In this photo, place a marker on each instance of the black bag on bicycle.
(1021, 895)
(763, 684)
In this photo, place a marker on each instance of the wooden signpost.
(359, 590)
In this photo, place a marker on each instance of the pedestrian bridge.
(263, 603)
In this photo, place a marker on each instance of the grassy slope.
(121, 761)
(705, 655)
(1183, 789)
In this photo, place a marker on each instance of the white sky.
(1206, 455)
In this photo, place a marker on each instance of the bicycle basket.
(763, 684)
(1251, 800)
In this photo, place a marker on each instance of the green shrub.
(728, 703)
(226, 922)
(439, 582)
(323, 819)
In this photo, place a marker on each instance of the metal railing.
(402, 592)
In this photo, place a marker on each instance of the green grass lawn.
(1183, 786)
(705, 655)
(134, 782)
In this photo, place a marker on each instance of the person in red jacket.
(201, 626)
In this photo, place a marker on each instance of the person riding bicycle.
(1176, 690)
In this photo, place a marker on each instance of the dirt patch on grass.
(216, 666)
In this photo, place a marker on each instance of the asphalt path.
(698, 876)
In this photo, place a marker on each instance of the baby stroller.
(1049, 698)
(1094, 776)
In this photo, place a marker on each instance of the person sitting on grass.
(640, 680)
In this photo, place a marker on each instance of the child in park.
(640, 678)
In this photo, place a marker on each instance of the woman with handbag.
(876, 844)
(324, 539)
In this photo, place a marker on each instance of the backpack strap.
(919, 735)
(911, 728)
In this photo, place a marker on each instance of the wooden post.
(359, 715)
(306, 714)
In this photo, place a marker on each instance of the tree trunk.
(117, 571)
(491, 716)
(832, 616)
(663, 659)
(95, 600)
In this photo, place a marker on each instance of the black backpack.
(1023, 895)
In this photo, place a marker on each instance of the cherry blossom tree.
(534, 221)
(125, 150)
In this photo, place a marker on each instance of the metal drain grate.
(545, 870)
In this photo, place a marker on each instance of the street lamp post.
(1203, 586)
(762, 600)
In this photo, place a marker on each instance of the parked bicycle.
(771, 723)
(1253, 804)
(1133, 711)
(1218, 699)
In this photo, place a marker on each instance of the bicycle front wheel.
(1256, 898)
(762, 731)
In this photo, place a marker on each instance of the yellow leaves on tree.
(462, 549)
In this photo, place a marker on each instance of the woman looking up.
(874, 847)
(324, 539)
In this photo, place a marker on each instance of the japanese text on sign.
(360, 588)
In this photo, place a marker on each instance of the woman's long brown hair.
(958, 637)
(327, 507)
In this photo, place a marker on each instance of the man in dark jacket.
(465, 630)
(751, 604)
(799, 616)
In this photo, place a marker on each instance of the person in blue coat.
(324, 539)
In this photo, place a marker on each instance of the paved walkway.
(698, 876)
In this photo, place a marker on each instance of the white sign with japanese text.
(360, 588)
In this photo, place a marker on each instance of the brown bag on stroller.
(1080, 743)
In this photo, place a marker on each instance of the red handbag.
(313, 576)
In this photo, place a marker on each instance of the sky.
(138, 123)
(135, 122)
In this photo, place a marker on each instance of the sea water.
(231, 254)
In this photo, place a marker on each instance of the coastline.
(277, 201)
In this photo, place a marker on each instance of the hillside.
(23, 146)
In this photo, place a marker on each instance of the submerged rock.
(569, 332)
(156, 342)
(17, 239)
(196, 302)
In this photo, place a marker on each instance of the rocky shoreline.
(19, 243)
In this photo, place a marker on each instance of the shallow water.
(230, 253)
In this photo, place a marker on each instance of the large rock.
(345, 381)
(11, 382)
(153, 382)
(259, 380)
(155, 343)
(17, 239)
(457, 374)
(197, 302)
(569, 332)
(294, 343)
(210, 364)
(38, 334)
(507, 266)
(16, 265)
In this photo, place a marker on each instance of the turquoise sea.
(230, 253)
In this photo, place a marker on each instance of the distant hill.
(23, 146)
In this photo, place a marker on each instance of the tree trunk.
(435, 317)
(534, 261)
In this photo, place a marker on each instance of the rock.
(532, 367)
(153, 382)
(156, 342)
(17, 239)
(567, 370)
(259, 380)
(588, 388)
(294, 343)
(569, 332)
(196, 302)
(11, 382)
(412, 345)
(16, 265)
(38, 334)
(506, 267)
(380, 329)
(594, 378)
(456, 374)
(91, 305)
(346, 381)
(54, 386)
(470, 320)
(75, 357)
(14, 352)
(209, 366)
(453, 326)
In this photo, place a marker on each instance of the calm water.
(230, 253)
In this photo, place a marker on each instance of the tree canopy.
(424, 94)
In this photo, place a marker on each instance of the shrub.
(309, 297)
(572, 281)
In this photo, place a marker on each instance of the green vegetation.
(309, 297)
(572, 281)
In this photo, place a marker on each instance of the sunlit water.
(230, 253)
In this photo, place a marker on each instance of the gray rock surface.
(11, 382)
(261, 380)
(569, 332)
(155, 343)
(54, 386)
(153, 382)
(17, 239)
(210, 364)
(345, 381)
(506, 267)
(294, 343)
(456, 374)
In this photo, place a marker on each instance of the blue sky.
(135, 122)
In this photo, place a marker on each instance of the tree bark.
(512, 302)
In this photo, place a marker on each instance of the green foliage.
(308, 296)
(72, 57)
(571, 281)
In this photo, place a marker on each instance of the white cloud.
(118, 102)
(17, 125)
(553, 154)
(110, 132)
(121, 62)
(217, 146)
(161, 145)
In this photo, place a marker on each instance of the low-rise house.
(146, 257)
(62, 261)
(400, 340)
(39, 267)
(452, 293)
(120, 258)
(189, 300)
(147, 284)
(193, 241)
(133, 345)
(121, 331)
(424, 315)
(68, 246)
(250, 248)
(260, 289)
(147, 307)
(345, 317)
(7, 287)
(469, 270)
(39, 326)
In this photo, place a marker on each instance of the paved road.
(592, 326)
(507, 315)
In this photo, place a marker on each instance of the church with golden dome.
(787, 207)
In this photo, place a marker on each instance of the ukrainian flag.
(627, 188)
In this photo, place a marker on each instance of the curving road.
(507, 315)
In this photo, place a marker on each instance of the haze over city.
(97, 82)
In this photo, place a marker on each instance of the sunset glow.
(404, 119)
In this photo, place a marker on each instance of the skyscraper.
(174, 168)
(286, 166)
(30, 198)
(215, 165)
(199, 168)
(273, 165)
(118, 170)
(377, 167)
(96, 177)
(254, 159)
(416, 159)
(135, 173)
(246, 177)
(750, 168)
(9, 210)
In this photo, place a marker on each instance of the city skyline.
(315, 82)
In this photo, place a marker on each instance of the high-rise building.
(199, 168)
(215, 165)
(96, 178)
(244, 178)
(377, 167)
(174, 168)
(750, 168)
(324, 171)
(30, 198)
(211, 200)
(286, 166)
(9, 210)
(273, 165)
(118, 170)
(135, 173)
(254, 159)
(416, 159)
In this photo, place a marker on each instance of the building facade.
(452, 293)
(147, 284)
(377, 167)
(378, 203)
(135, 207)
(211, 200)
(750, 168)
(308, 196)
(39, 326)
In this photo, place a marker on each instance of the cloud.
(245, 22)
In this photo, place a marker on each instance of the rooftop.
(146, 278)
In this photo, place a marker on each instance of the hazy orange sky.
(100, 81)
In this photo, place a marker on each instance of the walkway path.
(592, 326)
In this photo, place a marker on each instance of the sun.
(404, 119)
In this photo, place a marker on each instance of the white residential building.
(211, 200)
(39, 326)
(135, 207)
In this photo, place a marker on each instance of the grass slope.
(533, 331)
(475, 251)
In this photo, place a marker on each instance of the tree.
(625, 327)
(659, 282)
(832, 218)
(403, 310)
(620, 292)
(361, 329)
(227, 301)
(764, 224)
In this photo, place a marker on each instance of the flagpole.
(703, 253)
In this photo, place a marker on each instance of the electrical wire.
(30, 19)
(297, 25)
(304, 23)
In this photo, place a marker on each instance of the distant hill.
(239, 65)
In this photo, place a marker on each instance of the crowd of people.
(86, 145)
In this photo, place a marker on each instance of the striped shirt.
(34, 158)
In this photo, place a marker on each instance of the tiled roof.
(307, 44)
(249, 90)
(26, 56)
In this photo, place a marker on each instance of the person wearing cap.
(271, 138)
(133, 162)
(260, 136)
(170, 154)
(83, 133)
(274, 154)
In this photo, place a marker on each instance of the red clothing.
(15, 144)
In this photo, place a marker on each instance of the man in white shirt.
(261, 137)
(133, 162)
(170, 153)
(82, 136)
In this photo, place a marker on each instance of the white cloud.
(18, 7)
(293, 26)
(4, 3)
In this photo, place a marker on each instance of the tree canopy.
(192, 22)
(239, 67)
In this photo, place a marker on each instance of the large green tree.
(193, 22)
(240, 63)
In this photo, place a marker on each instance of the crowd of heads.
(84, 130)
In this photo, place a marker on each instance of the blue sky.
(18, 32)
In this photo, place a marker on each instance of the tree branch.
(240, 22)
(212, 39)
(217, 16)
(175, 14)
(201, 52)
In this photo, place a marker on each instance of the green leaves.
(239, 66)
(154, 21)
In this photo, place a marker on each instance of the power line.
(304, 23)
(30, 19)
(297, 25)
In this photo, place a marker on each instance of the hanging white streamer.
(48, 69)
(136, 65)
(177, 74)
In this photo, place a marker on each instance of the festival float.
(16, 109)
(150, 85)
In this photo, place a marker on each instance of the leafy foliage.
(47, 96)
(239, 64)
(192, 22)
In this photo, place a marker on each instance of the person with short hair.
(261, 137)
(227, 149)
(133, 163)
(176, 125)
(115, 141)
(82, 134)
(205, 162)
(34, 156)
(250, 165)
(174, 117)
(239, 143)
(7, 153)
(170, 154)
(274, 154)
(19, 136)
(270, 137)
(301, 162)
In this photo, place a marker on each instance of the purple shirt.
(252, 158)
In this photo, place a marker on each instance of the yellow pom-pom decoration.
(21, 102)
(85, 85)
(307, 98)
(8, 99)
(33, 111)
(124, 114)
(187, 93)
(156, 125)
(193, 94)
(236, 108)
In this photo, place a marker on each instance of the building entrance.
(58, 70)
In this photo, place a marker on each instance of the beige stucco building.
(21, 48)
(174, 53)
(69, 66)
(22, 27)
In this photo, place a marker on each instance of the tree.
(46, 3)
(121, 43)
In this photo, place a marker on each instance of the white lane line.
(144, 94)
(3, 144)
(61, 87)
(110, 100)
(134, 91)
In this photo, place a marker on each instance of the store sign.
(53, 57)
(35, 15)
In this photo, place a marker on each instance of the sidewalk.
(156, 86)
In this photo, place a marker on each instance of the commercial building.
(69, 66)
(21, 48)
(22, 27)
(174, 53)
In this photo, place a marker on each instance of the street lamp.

• • • • • • •

__WHAT YOU NEED TO DO__:
Please copy the items word for word, from the start of the items through the line containing "(1251, 800)", including that line and nothing after it.

__RESPONSE TO THIS EXERCISE__:
In this photo, place a marker on each instance of the black bag on bicycle.
(1021, 895)
(763, 684)
In this photo, place a marker on each instance of the wooden signpost.
(359, 590)
In this photo, place a marker on each instance of the pedestrian bridge.
(263, 603)
In this photo, place a marker on each instance of the grassy slope.
(121, 761)
(705, 655)
(1183, 789)
In this photo, place a marker on each instance of the white sky.
(1206, 455)
In this photo, place a marker on each instance of the bicycle basket.
(763, 684)
(1251, 800)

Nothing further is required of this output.